🤖 Multi-Agent AI Research System

A professional AI development environment with Docker containers for comparing AI agent frameworks through standardized multi-agent workflows. This system enables fair "apples-to-apples" comparison of CrewAI, LangChain, LangGraph, and LlamaIndex using identical agents, prompts, and workflows.

🚀 Quick Start with Docker

Prerequisites

Docker and Docker Compose installed
NVIDIA GPU with NVIDIA Docker support (optional, for GPU acceleration)
Please see the included NVIDIA_CUDA_Guide.md file for basic CUDA installation instructions

One-Command Setup

# Clone the repository
git clone https://github.com/yourusername/multi-agent-ai-research-system.git
cd multi-agent-ai-research-system

# Copy environment configuration
cp .env.example .env

# Start all services
docker-compose up

Access Your Services

Streamlit Web App: http://localhost:8501
Jupyter Lab: http://localhost:8888 (token: your-secure-token-here)
Ollama API: http://localhost:11434
ChromaDB: http://localhost:8000

First-Time Setup

# Download the AI model (in a separate terminal)
docker-compose exec ollama ollama pull llama3.1:8b-instruct-q4_K_M

# Verify all services are running
docker-compose ps

🏗️ Complete Development Environment

🐳 Docker Services

🦙 Ollama: Local LLM server with GPU support for privacy and performance
🗃️ ChromaDB: Vector database for embeddings and semantic search
📊 Jupyter Lab: Interactive development environment for AI experimentation
🌐 Streamlit: Web interface for multi-agent analysis and framework comparison

📁 Project Structure

multi-agent-ai-research-system/
├── docker-compose.yml           # Service orchestration
├── Dockerfile.jupyter           # Jupyter Lab container
├── Dockerfile.streamlit         # Streamlit app container
├── requirements.txt             # Python dependencies
├── .env.example                 # Environment configuration template
├── notebooks/                   # AI framework implementations
│   ├── crewai_functions.py      # CrewAI implementation (baseline)
│   ├── langchain_functions.py   # LangChain standardized implementation
│   ├── langgraph_functions.py   # LangGraph standardized implementation
│   ├── llamaindex_functions.py  # LlamaIndex standardized implementation
│   └── streamlit_multi_agent_app.py # Main web interface
├── projects/                    # Analysis results and exports
├── data/                        # Data files and documents
└── models/                      # Local AI model storage

🎯 What This System Does

Core Functionality

Multi-Agent Analysis: Deploy teams of 5 specialized AI agents to analyze complex topics from multiple expert perspectives
Framework Comparison: Run identical workflows across 4 different AI frameworks to compare performance and capabilities
Standardized Evaluation: Ensure fair comparison by using identical agent roles, prompts, and workflows across all frameworks
Containerized Environment: Complete development setup with one command - no dependency conflicts or setup issues

The 5-Agent Analysis Team

Healthcare Domain Expert - Medical and clinical perspective (400-500 words)

• GIVEN ENTRIES:

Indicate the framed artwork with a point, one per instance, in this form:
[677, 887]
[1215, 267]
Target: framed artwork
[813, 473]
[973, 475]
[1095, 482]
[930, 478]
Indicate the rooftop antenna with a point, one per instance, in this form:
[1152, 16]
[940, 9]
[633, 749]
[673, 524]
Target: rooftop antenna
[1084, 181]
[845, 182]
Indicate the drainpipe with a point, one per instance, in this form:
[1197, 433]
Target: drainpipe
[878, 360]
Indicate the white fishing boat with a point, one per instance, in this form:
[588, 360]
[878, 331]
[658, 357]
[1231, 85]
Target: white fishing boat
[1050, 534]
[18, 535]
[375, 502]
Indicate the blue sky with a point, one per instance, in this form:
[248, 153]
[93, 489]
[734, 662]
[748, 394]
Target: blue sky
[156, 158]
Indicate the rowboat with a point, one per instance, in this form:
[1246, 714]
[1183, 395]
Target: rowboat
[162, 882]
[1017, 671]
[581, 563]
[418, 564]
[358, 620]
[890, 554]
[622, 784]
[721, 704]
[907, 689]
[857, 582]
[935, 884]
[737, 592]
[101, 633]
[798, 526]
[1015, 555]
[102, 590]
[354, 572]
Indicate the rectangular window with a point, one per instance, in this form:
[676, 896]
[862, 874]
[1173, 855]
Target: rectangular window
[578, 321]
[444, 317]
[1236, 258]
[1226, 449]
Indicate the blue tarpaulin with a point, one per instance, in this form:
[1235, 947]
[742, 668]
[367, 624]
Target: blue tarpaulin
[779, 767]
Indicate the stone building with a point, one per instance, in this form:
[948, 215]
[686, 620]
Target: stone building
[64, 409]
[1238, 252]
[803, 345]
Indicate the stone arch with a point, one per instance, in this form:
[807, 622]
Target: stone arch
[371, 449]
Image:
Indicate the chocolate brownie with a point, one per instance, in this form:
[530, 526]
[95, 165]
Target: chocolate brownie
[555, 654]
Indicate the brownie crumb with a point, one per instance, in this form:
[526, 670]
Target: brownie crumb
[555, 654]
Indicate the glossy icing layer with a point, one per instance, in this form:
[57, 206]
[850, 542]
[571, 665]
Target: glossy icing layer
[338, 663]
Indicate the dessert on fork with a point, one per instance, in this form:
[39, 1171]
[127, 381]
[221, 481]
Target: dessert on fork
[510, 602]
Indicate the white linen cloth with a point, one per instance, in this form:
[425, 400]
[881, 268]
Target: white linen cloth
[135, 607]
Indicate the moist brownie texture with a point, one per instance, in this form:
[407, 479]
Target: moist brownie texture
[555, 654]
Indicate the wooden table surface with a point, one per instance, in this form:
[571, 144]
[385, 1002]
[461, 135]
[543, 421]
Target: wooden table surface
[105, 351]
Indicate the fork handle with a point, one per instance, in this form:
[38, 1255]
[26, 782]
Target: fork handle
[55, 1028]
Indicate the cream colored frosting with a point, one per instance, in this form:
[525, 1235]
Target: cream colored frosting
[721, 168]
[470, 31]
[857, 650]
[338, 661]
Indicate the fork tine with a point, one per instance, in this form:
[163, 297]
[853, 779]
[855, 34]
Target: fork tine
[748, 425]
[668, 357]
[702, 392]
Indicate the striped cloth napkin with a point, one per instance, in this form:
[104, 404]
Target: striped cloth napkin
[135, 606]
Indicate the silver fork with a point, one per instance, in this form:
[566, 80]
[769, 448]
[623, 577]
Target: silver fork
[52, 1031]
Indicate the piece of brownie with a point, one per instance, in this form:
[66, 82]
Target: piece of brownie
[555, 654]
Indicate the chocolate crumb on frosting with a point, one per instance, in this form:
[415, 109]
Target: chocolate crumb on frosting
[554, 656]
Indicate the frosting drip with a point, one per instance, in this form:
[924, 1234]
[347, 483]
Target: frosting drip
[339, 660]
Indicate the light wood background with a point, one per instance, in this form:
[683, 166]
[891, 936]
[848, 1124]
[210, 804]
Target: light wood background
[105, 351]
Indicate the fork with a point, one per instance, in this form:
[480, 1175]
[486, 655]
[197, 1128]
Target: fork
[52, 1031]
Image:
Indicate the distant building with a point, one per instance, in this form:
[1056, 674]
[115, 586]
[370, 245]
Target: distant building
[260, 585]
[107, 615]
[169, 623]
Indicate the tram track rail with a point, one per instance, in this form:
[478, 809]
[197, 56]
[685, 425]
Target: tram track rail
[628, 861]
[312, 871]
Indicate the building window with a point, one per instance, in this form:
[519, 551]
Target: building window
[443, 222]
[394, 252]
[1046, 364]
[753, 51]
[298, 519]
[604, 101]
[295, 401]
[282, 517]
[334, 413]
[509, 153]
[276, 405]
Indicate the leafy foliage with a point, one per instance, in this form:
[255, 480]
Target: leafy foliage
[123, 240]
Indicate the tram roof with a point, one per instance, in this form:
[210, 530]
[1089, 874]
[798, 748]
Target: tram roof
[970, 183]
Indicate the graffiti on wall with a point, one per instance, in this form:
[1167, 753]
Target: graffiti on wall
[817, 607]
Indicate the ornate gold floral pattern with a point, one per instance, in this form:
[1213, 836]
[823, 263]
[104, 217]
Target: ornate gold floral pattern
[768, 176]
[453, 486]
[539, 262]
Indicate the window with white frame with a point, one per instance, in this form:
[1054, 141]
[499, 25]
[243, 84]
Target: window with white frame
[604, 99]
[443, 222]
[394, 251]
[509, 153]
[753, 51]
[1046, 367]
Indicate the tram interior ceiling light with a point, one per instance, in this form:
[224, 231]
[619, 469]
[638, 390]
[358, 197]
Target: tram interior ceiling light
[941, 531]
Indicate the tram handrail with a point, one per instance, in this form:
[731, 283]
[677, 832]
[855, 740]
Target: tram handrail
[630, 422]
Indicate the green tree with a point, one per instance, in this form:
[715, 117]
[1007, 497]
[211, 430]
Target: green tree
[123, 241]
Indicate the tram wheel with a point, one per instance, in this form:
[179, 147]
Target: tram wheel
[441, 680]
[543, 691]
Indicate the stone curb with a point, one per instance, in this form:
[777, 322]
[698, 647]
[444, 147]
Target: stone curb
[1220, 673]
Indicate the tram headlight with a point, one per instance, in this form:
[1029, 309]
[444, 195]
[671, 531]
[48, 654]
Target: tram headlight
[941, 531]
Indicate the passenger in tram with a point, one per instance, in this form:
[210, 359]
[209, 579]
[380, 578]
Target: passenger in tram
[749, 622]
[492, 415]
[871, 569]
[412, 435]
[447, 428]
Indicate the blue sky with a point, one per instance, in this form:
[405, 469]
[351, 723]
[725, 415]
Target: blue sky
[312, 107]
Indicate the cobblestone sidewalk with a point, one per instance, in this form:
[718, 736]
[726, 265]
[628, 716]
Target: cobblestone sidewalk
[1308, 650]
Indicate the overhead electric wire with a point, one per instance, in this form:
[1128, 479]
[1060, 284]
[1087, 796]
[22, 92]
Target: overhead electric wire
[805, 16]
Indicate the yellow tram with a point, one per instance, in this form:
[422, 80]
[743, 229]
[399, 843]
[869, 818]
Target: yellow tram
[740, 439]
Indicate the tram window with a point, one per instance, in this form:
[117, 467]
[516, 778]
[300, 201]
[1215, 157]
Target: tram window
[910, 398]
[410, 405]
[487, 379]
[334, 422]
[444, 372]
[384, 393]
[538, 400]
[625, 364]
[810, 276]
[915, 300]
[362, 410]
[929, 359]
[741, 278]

• LIST OF TASKS:
A: In the Multi-Agent AI Research System page, at what address can the Streamlit web app be reached?
B: Using the Multi-Agent AI Research System page, explain why the system uses identical agent roles, prompts, and workflows across all frameworks.
C: Return the passage of the Multi-Agent AI Research System page exactly, starting at "# Copy environment" and ending at "http://localhost:8888 (token: your-secure-token-here)".

• SET OF ANSWERS:
A: http://localhost:8501

B: The system uses identical agent roles, prompts, and workflows to ensure a fair comparison. This allows an "apples-to-apples" comparison of CrewAI, LangChain, LangGraph, and LlamaIndex.

C:
# Copy environment configuration
cp .env.example .env

# Start all services
docker-compose up

Access Your Services

Streamlit Web App: http://localhost:8501
Jupyter Lab: http://localhost:8888 (token: your-secure-token-here)